[Entries from a pointing dataset]
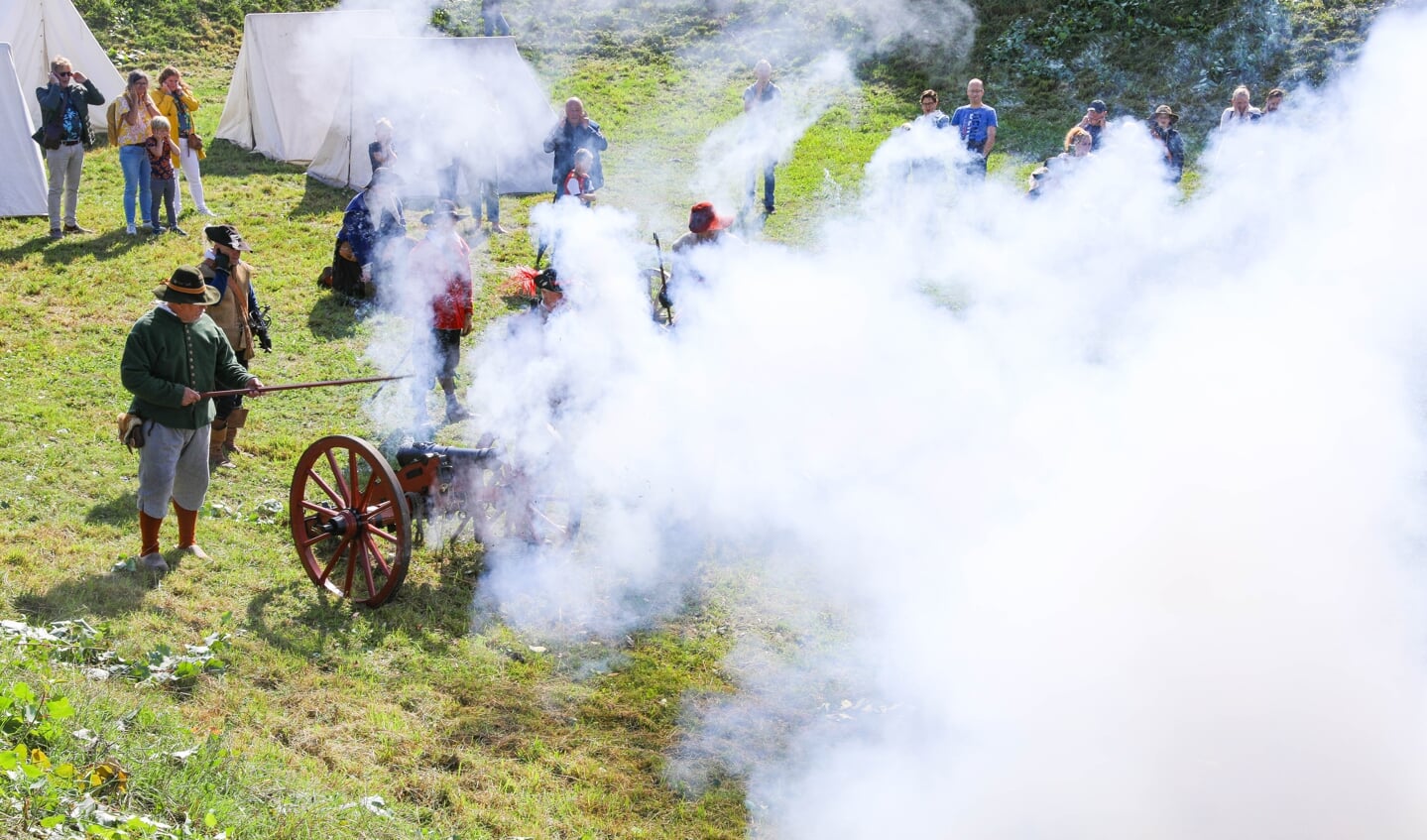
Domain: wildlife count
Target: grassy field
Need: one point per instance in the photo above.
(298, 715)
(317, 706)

==

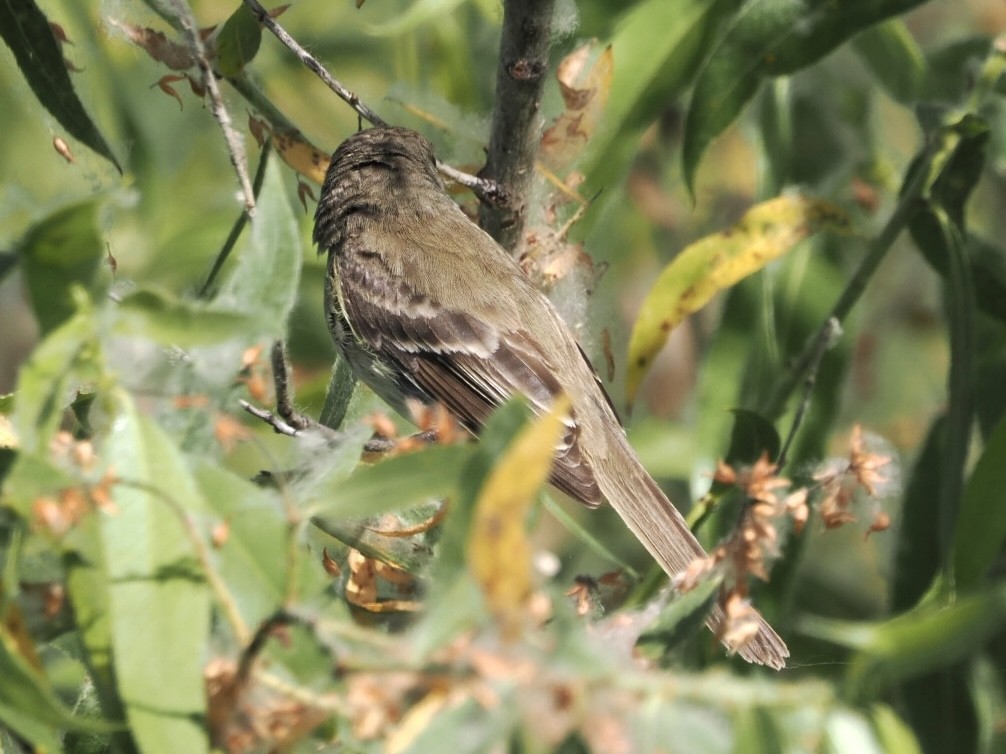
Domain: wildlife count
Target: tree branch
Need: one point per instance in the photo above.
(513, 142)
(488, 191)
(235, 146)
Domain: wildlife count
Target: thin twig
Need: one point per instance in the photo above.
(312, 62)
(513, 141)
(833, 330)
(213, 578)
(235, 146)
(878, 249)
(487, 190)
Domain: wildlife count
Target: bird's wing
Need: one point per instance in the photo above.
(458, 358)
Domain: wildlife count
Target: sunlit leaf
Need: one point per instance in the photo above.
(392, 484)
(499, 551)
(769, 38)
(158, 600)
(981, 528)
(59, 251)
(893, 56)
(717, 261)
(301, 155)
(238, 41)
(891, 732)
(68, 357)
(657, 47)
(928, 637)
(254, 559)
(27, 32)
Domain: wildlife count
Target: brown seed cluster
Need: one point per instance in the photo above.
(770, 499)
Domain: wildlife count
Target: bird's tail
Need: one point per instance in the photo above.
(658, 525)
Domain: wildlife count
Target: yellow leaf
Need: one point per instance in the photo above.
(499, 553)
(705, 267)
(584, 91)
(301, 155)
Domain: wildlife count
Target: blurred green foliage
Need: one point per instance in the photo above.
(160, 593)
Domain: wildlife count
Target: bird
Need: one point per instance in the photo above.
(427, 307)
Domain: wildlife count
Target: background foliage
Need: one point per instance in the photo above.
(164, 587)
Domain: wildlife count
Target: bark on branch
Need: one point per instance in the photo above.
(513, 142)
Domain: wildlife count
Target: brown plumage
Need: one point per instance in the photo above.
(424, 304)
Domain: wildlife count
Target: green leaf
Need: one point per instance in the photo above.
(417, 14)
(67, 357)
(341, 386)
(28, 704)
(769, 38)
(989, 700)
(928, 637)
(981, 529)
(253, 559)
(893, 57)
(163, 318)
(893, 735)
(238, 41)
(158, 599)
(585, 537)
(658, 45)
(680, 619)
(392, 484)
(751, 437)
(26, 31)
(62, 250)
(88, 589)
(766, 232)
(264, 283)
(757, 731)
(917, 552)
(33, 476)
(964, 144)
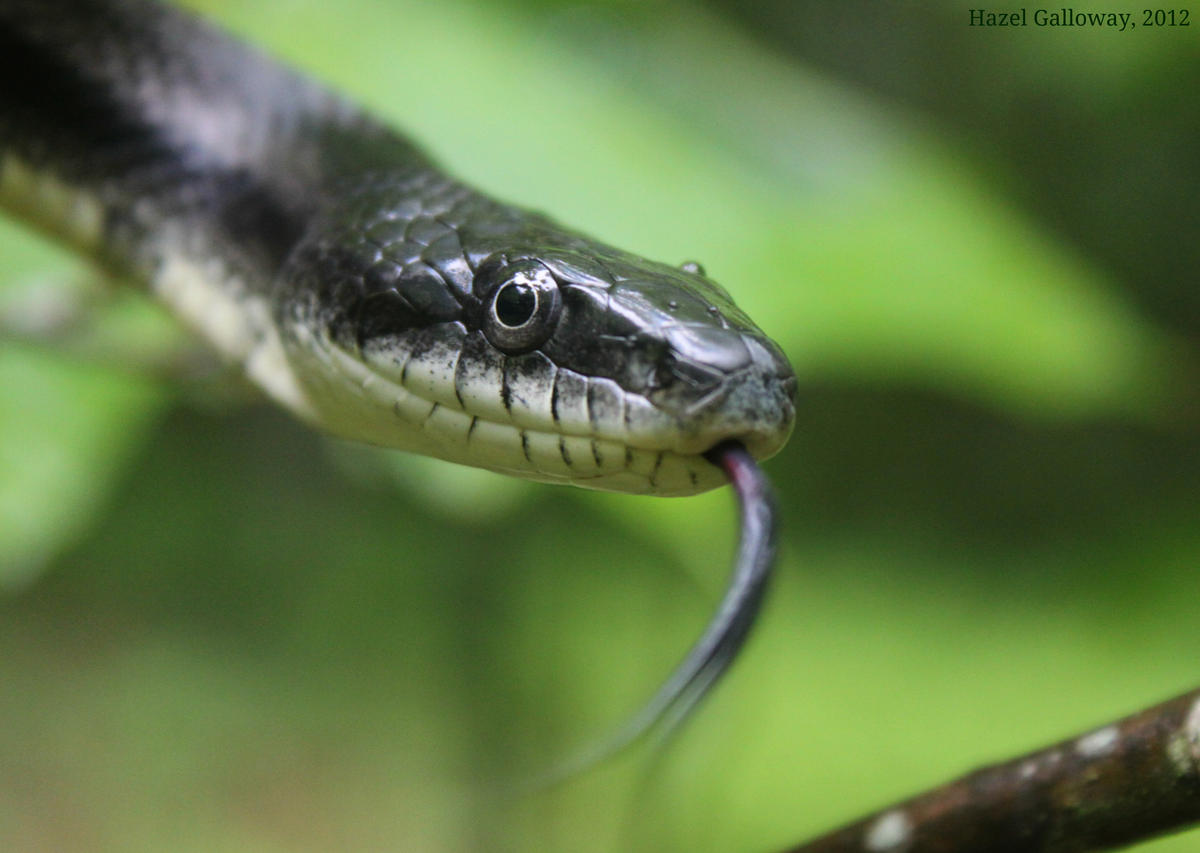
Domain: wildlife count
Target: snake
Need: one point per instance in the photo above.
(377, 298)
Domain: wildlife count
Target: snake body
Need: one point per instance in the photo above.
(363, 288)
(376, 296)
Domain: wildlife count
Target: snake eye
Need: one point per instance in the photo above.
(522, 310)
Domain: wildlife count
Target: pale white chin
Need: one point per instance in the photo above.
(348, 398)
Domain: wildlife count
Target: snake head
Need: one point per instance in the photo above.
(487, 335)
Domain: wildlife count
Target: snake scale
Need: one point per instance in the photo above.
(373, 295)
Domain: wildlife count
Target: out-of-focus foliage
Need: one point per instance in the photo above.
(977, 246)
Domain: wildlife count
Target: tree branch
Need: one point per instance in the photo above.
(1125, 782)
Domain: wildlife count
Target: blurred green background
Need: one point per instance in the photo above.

Task goal: Pick out each line in the listing above that contains the word "leaf", and copy those lines.

Response for this exercise:
Target: sunlit leaf
Target: yellow leaf
Target: green leaf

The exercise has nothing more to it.